§ **Texte de lecture**:
....

La notion de comportement fautif du déposant mérite quelques explications complémentaires,
La jurisprudence distingue suivant le comportement fautif ou non du déposant.
En l’absence de faute de sa part, le banquier n’est pas libéré de son obligation de restitution en décaissant des fonds sans titre régulier.
Pour exemple, aucune faute ne peut être imputée au déposant pour les détournements de son préposé quand celui-ci par ses fonctions de secrétaire-comptable avait accès au chéquier et prenait toute précaution pour dissimuler ses agissements, en faisant disparaître les talons de chèque et en trafiquant les rapprochements comptables, comme le rappelle une jurisprudence d’octobre 2007.
Inversement, en présence d’une faute du déposant ou de son préposé, l’établissement bancaire est alors libéré, sauf si ce dernier commet lui-même une faute.
La jurisprudence considère que, tant bien même de faux chèques auraient été émis par le préposé du titulaire agissant dans le cadre de ses fonctions de chef comptable, il n’en demeure pas moins que le titulaire du compte est admis à engager la responsabilité de la banque pour moitié pour ne pas avoir effectué les contrôles qui auraient permis de découvrir la supercherie et de mettre fin aux agissements frauduleux.

....

§ **Données fournies**:
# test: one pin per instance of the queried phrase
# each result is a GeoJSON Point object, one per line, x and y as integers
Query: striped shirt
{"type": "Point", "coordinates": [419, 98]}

....

§ **Travail à faire**:
Recopiez, s'il vous plaît, le passage du texte sur le comportement fautif du déposant qui commence à « La notion de » et s'arrête après « jurisprudence d’octobre 2007. », en remplaçant « secrétaire-comptable » par « aide-comptable ».

§ **Corrigé**:
La notion de comportement fautif du déposant mérite quelques explications complémentaires,
La jurisprudence distingue suivant le comportement fautif ou non du déposant.
En l’absence de faute de sa part, le banquier n’est pas libéré de son obligation de restitution en décaissant des fonds sans titre régulier.
Pour exemple, aucune faute ne peut être imputée au déposant pour les détournements de son préposé quand celui-ci par ses fonctions de aide-comptable avait accès au chéquier et prenait toute précaution pour dissimuler ses agissements, en faisant disparaître les talons de chèque et en trafiquant les rapprochements comptables, comme le rappelle une jurisprudence d’octobre 2007.